### [Records]
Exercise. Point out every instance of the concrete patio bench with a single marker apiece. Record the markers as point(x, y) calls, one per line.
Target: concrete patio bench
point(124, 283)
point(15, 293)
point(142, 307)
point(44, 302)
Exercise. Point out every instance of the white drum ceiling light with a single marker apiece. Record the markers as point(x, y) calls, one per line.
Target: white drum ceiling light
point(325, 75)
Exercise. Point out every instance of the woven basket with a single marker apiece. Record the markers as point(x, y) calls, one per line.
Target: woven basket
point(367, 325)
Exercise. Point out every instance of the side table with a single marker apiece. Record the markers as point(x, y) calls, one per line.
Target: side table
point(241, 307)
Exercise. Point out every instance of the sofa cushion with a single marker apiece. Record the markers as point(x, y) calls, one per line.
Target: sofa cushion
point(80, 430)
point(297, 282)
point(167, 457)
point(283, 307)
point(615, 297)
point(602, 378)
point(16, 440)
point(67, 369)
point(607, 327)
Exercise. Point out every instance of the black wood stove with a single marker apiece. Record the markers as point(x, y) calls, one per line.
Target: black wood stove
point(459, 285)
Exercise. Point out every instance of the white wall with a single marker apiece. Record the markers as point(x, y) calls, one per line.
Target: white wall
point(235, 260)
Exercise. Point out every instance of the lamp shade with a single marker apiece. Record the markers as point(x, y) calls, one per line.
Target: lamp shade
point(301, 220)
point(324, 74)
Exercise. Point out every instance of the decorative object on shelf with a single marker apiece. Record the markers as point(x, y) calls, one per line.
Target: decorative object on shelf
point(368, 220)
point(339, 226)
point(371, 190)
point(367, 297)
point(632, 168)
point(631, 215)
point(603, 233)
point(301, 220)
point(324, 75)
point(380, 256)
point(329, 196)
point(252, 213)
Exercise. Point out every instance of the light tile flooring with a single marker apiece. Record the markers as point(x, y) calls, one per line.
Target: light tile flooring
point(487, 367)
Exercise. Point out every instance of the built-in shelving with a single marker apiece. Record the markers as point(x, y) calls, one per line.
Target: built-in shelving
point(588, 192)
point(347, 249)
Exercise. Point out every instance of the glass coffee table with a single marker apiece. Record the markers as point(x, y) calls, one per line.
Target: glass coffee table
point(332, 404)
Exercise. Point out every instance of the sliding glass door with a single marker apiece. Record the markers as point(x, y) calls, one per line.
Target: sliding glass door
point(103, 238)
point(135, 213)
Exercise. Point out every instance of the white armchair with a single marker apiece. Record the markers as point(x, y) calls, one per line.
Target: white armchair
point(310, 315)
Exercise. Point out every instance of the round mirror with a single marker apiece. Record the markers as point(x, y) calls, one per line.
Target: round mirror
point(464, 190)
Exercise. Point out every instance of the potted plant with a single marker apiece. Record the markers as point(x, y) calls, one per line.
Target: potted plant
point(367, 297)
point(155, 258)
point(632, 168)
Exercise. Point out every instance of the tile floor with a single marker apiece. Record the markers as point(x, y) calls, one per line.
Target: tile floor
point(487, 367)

### [Required work]
Print exactly the lines from the one containing "Exercise. Point out every instance of the white armchair" through the last line of the records above, both included.

### [Final answer]
Exercise. Point out every instance of the white armchair with a single marker apiece. Record the markers as point(x, y) calls, one per line.
Target: white armchair
point(310, 315)
Exercise. Point out every instance of the round mirror with a single marker apiece. Record the markers as point(x, y) calls, one per line.
Target: round mirror
point(464, 190)
Exercise. Point out every instance of the potted plant with a single marker apiece. Record the markers as point(x, y) calls, one per line.
Target: potted plant
point(367, 297)
point(155, 258)
point(632, 168)
Exercise. Point out every instance of the tile floor with a single marker apiece. Record the markers as point(x, y) calls, one per line.
Target: tile floor
point(487, 367)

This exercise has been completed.